# Work instructions:
Retype, word for word, the part of the passage on Pierre Le Grand below that begins with the words containing "The legend says" and ends with "but to surrender.".

# Excerpt provided:
Pierre Le Grand () was a French buccaneer supposedly active during the 17th century. He is known to history from only one source, Alexandre Exquemelin's Buccaneers of America, and thus his historical existence has been questioned.

Origins
Pierre was born in Dieppe, France. Nothing is known of his life before his arrival in Tortuga at some time in the mid-17th century.

Attack on Spanish galleon
Pierre le Grand is known only for his attack on a Spanish galleon near the coast of Hispaniola in the 17th century. The exact site of the attack is uncertain; Exquemelin at one point says the Caicos Islands were the scene of the crime, and at another point places the attack at Cape Tiburón, off the southwest coast of Hispaniola.

Pierre had recruited a crew of 28 men on a single small boat and sailed in search of Spanish ships to rob. After a long, fruitless cruise, his buccaneer band spotted a ship, a straggler from the Spanish treasure fleet. They voted to pursue it, and shortly after sunset, they drew alongside their prey without being seen.

The legend says that Pierre ordered the crew's surgeon to cut a hole in the side of their own boat and sink it, to inspire the men to fight their hardest for lack of a means of retreat. Then the pirates climbed up the side of the galleon, armed with swords and pistols.

Surprise was complete. The pirates took the galleon's captain unawares while he played cards in his own cabin. Pierre's men also seized the gun room, slaughtering the Spanish guards and preventing the rest of the Spanish crew from obtaining weapons to defend themselves and their ship. The galleon's sailors had little choice but to surrender.

# Material shown:
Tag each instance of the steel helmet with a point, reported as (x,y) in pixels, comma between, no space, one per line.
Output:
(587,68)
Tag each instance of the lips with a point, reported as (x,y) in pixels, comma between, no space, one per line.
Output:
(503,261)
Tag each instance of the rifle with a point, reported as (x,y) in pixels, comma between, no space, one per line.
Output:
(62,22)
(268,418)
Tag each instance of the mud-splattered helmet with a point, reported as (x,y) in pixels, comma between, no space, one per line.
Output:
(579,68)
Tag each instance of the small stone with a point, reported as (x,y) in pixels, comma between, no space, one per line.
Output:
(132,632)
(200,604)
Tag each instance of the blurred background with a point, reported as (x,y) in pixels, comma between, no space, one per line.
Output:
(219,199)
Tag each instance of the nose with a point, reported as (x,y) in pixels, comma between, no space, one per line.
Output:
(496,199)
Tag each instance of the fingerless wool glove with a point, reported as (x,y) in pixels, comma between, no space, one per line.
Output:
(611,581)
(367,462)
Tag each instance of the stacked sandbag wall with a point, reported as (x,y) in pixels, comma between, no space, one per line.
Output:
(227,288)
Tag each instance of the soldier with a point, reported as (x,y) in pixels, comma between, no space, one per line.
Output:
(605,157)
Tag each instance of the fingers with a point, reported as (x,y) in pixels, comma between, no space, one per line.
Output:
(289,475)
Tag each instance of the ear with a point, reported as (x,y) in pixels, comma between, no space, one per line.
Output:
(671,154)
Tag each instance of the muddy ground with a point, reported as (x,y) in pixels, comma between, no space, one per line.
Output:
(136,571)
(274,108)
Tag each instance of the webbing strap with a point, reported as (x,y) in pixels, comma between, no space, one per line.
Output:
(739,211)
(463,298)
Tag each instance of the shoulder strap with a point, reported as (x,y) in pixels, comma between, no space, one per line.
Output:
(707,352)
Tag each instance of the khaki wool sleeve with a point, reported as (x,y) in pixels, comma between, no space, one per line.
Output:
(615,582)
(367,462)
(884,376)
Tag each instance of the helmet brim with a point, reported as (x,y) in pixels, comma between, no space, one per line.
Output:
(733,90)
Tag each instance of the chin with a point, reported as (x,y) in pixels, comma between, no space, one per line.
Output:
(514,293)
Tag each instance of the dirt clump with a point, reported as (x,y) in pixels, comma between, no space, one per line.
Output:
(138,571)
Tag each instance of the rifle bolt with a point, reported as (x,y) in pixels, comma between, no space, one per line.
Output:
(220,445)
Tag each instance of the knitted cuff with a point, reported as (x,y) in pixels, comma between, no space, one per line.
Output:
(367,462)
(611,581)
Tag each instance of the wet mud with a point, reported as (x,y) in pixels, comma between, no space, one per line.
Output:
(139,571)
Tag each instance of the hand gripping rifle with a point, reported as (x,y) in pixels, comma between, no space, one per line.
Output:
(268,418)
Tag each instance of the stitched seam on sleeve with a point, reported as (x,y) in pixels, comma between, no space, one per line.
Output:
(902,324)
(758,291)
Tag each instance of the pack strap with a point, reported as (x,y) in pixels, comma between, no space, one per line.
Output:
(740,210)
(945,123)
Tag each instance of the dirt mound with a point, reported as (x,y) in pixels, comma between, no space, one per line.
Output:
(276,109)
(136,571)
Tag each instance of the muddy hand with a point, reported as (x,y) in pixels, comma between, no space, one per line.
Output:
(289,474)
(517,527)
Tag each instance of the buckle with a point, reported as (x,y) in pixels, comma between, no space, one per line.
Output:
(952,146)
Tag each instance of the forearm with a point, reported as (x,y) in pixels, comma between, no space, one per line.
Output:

# Your response:
The legend says that Pierre ordered the crew's surgeon to cut a hole in the side of their own boat and sink it, to inspire the men to fight their hardest for lack of a means of retreat. Then the pirates climbed up the side of the galleon, armed with swords and pistols.

Surprise was complete. The pirates took the galleon's captain unawares while he played cards in his own cabin. Pierre's men also seized the gun room, slaughtering the Spanish guards and preventing the rest of the Spanish crew from obtaining weapons to defend themselves and their ship. The galleon's sailors had little choice but to surrender.